### YOUR TASK
Rewrite the lines of the records, from the line containing "task: trace the outline of the <item>water" through the end of the records, as a numbered list with blank lines left out.

[Data extracted from a collection]
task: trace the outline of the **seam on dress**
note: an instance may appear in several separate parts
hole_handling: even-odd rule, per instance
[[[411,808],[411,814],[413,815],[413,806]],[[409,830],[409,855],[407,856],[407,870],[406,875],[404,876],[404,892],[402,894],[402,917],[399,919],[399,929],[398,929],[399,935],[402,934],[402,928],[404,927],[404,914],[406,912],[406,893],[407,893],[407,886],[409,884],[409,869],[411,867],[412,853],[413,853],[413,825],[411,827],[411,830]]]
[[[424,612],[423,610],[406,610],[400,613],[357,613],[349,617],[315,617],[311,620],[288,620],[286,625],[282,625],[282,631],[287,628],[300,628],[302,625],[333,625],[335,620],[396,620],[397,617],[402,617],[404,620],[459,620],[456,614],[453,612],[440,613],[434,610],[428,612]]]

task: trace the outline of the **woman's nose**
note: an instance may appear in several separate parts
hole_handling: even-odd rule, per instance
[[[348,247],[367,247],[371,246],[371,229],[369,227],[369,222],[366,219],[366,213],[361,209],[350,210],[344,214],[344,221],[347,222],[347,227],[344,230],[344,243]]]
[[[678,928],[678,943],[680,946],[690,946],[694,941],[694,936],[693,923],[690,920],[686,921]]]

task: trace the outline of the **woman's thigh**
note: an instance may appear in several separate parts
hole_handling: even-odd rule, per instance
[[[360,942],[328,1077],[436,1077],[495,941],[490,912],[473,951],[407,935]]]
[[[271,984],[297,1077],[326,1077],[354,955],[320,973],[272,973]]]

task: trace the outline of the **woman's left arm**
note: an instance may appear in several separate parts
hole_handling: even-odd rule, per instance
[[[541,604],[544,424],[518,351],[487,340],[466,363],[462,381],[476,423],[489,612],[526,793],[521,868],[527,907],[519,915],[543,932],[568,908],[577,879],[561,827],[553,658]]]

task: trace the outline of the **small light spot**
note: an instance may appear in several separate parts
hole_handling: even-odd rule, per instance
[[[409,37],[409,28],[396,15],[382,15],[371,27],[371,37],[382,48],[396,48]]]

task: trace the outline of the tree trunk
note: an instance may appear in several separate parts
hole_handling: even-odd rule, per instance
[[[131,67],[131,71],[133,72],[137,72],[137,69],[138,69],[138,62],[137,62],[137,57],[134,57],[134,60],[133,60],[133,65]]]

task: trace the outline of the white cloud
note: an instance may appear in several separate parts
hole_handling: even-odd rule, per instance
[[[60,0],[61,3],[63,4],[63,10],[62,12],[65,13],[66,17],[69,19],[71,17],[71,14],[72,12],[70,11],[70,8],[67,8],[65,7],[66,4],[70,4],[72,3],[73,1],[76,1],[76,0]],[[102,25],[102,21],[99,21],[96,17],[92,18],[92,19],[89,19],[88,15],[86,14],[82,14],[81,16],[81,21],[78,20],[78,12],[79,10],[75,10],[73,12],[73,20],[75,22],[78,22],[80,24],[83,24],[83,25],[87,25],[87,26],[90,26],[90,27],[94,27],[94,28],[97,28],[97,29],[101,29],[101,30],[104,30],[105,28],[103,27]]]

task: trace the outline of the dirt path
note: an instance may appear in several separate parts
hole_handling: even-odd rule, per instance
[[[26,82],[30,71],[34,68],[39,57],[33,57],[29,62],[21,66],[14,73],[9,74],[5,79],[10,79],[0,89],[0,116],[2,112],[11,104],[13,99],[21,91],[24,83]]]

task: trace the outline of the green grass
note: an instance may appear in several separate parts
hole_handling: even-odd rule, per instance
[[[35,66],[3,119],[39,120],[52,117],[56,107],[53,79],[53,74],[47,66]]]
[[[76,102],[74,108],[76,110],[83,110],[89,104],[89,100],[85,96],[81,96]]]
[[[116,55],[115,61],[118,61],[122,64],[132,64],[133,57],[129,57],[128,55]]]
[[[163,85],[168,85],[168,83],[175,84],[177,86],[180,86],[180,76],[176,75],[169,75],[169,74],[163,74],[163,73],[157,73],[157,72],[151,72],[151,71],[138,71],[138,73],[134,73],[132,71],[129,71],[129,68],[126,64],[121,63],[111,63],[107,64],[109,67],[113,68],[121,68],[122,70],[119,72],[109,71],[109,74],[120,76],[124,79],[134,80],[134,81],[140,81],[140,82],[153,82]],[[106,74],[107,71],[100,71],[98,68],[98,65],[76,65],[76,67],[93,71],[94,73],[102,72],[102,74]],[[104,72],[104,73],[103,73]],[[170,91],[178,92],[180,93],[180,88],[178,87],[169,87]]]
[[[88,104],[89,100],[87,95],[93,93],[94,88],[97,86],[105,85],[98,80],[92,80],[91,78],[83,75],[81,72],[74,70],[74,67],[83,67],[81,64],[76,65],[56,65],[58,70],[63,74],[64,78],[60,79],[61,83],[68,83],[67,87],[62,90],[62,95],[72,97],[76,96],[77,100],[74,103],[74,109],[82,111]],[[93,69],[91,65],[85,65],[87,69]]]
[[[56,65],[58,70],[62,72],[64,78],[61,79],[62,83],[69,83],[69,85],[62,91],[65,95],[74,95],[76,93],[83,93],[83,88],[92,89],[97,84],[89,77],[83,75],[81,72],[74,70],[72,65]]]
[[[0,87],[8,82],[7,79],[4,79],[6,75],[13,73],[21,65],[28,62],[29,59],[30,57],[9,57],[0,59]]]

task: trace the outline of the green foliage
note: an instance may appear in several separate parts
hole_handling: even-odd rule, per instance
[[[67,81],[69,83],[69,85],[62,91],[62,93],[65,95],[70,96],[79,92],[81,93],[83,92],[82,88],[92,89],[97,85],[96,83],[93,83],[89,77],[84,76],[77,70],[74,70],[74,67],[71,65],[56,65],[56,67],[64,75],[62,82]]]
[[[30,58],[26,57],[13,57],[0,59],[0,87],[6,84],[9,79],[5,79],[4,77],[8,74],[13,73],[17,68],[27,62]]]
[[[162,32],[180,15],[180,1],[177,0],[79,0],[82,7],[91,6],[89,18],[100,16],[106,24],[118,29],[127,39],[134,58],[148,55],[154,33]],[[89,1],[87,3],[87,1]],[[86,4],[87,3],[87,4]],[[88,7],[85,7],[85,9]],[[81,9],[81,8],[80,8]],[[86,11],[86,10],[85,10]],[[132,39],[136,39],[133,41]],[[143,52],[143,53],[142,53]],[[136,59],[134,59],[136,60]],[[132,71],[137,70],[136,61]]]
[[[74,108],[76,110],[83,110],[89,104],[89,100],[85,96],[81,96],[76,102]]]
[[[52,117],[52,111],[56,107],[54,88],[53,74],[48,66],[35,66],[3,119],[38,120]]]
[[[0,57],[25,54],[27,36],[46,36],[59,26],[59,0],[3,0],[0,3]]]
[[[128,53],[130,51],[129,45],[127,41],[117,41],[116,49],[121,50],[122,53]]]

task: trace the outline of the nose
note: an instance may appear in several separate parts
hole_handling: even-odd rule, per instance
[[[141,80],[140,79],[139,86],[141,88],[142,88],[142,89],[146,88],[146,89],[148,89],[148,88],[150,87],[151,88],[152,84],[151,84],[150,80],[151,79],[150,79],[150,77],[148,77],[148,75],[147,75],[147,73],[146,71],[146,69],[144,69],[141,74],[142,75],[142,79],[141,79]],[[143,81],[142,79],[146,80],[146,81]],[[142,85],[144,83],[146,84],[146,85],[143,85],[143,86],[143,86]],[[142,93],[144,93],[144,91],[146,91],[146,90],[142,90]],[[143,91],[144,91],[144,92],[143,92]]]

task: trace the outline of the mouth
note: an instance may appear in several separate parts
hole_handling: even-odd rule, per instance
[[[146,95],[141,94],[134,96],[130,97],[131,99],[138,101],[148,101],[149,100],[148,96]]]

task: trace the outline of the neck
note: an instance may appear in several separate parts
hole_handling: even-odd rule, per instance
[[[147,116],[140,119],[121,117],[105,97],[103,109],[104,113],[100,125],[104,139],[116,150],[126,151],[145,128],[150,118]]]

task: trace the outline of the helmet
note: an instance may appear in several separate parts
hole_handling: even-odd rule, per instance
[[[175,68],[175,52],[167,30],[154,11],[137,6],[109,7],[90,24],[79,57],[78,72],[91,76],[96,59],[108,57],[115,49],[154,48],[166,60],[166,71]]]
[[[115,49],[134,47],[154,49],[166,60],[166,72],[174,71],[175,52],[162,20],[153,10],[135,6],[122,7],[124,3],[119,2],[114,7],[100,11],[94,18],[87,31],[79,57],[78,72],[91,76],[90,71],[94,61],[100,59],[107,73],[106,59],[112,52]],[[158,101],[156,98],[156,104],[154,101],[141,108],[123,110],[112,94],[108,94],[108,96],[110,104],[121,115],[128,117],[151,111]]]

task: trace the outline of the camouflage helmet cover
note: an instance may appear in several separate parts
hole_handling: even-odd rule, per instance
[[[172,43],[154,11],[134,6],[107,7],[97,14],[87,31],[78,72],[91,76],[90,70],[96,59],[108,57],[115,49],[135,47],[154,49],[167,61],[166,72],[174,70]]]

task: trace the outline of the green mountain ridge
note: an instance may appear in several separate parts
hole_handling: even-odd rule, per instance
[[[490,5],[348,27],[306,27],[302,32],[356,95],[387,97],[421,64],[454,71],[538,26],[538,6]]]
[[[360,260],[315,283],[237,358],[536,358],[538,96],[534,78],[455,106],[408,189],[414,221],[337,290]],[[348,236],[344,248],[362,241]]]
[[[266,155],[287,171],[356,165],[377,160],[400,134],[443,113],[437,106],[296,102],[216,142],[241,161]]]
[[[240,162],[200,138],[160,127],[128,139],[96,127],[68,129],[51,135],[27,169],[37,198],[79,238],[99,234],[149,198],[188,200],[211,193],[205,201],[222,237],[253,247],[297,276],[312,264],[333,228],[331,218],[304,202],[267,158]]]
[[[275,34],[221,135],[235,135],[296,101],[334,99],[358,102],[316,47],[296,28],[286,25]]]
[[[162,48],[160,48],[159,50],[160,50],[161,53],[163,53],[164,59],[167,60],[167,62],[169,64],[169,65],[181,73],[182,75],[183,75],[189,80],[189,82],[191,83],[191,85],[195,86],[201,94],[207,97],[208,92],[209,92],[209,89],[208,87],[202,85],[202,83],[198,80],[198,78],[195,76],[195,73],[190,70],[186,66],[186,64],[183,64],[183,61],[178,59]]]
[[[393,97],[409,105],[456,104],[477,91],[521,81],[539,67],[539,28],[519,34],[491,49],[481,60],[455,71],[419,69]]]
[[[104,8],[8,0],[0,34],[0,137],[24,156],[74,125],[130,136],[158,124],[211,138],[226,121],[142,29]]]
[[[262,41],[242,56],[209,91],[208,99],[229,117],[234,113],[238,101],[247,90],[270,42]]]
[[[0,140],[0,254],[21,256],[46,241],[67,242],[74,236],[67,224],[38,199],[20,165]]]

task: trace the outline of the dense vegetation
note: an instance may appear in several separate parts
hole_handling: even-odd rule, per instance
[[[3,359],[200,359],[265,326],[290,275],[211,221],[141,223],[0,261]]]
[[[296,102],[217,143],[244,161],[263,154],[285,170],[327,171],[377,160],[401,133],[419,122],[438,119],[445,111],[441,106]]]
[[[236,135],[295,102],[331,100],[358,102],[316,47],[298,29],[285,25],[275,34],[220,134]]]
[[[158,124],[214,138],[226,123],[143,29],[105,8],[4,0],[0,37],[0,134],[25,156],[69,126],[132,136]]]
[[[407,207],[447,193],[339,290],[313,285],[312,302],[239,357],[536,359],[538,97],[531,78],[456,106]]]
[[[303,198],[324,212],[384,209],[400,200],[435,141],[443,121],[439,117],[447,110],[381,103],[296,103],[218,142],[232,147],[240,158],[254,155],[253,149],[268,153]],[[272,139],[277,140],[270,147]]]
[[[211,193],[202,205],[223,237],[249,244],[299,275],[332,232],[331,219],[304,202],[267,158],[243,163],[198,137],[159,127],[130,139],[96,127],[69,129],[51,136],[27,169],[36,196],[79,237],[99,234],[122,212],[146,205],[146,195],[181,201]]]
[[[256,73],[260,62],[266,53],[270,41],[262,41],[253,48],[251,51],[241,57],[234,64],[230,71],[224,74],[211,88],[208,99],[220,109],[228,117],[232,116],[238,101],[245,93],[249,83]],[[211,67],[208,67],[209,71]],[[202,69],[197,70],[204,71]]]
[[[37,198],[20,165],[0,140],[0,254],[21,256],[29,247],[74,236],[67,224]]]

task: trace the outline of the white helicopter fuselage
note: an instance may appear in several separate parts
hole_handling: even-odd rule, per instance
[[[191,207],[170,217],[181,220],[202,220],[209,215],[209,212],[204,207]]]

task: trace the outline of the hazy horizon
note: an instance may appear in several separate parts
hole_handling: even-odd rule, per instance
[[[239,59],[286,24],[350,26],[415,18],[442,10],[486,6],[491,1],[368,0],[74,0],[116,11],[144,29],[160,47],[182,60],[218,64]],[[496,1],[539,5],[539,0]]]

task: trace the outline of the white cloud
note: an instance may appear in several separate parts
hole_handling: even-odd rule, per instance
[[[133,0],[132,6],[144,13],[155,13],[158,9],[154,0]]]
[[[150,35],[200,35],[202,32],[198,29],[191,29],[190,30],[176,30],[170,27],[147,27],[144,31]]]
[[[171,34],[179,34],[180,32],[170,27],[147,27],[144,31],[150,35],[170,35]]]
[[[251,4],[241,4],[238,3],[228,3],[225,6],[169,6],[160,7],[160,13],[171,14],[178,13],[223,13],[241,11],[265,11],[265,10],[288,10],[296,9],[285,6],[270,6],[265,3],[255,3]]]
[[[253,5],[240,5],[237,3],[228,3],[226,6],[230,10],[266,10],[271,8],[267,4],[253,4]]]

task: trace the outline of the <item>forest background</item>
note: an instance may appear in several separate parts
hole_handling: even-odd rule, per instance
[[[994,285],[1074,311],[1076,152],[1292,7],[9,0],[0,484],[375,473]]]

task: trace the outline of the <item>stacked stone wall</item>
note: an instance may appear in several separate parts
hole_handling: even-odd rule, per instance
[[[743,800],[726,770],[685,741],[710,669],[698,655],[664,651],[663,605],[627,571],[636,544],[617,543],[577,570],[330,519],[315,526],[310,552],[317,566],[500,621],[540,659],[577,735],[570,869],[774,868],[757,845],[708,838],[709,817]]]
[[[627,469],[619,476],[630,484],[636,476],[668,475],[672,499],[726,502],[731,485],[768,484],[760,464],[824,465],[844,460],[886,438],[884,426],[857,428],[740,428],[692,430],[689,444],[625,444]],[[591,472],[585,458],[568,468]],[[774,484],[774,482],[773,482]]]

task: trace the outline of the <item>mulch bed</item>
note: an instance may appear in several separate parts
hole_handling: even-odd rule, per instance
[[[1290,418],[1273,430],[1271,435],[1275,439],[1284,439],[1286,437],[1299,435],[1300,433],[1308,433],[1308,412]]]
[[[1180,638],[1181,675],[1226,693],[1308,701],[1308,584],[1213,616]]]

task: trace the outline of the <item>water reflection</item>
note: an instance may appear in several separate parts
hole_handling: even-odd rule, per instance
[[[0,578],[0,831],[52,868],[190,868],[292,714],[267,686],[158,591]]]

### ANSWER TO THIS PROBLEM
1. task: trace the outline of the <item>water reflection</item>
2. note: an instance may appear in several separate parts
3. hole_handling: even-odd rule, per instance
4. [[[0,578],[0,831],[52,868],[190,868],[292,714],[267,686],[158,591]]]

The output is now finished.